**EXCERPT PROVIDED**:
* * * * * * *
The smartest insight and analysis, from all perspectives, rounded up from around the web:
Surging mortgage rates are starting to test the resilience of "the gravity-defying pandemic housing boom," said Conor Dougherty and Jeanna Smialek in The New York Times. The average interest rate on a 30-year fixed mortgage tipped beyond 5 percent last week for the first time since 2011, a nearly 2-percentage-point increase from where rates stood at the beginning of the year. "Open houses have thinned. Online searches for homes have dropped." And cancellations of new home constructions are inching up, concerning builders. "By any standard that prevailed before 2020, this would still be a hot real estate market." Most homes are still selling within a week of being listed, and prices remain at record highs — up 30 percent over the past two years. But as higher rates strain buyers' budgets, more home seekers may finally be exhausted.
Homebuyers aren't the only ones feeling pinched, said Ken Sweet in The Associated Press. Four big banks reported "noticeable declines in their first-quarter profits" due in large part to rising rates, which meant "fewer people sought to get a new mortgage or refinance." Revenues from mortgage originations at JPMorgan Chase and Wells Fargo were down 37 percent and 33 percent, respectively, from a year earlier, when mortgage rates were roughly half of where they stand now.
The good news is that rising rates and the end of the pandemic should return some sanity to the zanier markets, said Jonathan Levin in Bloomberg. Boise, Idaho, for instance, became "one of the hottest markets in the U.S." as the "pandemic work-from-anywhere revolution" convinced wealthy Californians and New Yorkers to flee their high-tax states and get more bang for their buck. Markets like Phoenix, Tampa, and Austin also "compressed a decade's worth of home price appreciation into a couple of years." The double whammy of high mortgage rates and high home prices means "the typical American household would now have to spend 31 percent of their monthly income to make a mortgage payment on the average-priced U.S. home," said Lance Lambert in Fortune. That puts housing at its least affordable level since 2007, when a mortgage crash spiraled into an economic emergency. But household balance sheets are healthier than they were in 2007, and so far "you'd be hard-pressed to find housing economists" predicting a repeat of that crisis.
* * * * * * *
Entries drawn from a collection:

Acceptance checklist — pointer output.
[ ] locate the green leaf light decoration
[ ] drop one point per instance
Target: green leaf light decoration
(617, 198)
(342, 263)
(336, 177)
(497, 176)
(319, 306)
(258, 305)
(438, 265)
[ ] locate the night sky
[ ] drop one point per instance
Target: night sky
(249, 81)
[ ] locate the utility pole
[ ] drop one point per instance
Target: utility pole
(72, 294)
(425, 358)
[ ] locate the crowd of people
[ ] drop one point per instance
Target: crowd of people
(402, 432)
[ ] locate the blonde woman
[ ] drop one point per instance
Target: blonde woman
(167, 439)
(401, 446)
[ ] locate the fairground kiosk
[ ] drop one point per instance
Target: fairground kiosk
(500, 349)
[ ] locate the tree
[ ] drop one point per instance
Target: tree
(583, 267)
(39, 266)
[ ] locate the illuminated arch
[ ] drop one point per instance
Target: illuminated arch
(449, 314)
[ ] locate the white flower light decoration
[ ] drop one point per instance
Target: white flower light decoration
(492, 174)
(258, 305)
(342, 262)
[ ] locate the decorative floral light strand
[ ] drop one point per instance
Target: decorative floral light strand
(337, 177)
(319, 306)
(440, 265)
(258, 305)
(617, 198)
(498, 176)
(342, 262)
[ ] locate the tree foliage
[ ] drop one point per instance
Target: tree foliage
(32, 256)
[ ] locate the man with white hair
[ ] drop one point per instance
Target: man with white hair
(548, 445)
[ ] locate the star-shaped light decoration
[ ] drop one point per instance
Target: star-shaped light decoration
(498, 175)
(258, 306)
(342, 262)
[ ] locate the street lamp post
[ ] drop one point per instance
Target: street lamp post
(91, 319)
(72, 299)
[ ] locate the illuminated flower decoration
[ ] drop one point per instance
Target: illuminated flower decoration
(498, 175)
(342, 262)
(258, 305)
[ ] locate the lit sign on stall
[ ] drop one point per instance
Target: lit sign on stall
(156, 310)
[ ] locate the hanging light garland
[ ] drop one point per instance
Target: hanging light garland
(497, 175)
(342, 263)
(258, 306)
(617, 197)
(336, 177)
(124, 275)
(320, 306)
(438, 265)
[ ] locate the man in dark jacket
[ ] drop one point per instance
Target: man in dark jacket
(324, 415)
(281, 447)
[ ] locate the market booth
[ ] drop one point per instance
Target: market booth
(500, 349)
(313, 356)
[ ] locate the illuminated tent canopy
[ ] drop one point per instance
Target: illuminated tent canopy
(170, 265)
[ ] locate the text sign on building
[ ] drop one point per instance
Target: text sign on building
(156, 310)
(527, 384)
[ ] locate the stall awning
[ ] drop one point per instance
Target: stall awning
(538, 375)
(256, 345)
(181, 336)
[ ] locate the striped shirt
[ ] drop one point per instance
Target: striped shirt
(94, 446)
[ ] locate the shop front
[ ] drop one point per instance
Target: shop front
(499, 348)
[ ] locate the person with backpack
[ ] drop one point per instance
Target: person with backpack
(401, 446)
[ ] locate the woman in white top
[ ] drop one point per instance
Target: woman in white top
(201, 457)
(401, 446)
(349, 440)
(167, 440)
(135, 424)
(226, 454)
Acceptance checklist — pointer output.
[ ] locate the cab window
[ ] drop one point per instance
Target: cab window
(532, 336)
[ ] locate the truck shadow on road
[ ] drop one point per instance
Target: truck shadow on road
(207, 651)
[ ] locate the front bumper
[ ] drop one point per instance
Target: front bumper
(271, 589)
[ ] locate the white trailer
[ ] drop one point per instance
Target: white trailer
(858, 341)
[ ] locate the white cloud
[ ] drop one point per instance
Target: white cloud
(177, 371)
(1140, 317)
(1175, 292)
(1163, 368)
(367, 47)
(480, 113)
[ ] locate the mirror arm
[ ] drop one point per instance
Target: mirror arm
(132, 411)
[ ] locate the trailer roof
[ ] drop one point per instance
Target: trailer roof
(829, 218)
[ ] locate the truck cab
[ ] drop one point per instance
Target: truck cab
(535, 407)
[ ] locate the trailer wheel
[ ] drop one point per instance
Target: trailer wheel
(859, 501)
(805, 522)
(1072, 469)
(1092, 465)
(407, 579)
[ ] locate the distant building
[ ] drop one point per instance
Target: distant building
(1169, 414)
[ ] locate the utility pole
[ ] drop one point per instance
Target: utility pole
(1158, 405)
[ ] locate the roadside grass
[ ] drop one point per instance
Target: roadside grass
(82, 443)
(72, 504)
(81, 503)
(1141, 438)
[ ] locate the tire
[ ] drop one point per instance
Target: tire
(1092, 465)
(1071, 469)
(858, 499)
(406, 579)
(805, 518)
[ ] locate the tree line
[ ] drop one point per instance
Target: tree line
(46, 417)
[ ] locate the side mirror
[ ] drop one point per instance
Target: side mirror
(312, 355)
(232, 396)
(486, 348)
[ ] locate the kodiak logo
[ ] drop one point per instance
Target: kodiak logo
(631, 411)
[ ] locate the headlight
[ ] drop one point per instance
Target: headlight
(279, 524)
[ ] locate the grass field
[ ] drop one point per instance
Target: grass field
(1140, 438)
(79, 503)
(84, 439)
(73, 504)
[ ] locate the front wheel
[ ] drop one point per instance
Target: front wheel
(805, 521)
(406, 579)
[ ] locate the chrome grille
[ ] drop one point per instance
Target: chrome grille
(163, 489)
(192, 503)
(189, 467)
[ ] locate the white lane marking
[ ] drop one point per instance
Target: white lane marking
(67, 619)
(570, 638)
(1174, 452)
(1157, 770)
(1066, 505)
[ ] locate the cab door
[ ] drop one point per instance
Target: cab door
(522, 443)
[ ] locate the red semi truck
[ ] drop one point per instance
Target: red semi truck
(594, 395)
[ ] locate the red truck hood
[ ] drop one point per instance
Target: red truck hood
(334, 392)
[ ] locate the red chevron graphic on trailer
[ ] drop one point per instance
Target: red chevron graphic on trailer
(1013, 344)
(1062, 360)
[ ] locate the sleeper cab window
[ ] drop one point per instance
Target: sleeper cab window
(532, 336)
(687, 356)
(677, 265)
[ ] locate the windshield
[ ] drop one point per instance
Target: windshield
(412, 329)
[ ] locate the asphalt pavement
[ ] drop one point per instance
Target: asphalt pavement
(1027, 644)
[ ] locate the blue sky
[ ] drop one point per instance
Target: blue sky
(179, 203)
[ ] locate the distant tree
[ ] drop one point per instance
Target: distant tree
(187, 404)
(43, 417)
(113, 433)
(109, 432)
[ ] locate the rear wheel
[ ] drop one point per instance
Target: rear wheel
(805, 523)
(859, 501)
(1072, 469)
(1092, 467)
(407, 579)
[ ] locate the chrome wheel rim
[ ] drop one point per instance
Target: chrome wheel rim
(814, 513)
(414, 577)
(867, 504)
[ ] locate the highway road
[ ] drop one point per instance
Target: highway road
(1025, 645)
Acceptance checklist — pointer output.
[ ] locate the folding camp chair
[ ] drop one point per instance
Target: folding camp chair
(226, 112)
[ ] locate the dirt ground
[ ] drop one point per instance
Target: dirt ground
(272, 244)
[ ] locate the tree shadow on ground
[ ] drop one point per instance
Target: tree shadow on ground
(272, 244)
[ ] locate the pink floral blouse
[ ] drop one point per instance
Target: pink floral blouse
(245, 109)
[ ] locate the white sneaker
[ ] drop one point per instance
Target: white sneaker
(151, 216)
* * * * * * *
**WORK INSTRUCTION**:
Answer these questions using the text on mortgage rates and the housing market:
(a) How much have home prices risen over the past two years?
(b) By what percentage did Wells Fargo's revenue from mortgage originations fall from a year earlier?
(c) What share of monthly income would the typical American household now need to spend on a mortgage payment for the average-priced U.S. home?
These entries are separate material and have no connection to the text on mortgage rates.

**WRITTEN SOLUTION**:
(a) 30 percent
(b) 33 percent
(c) 31 percent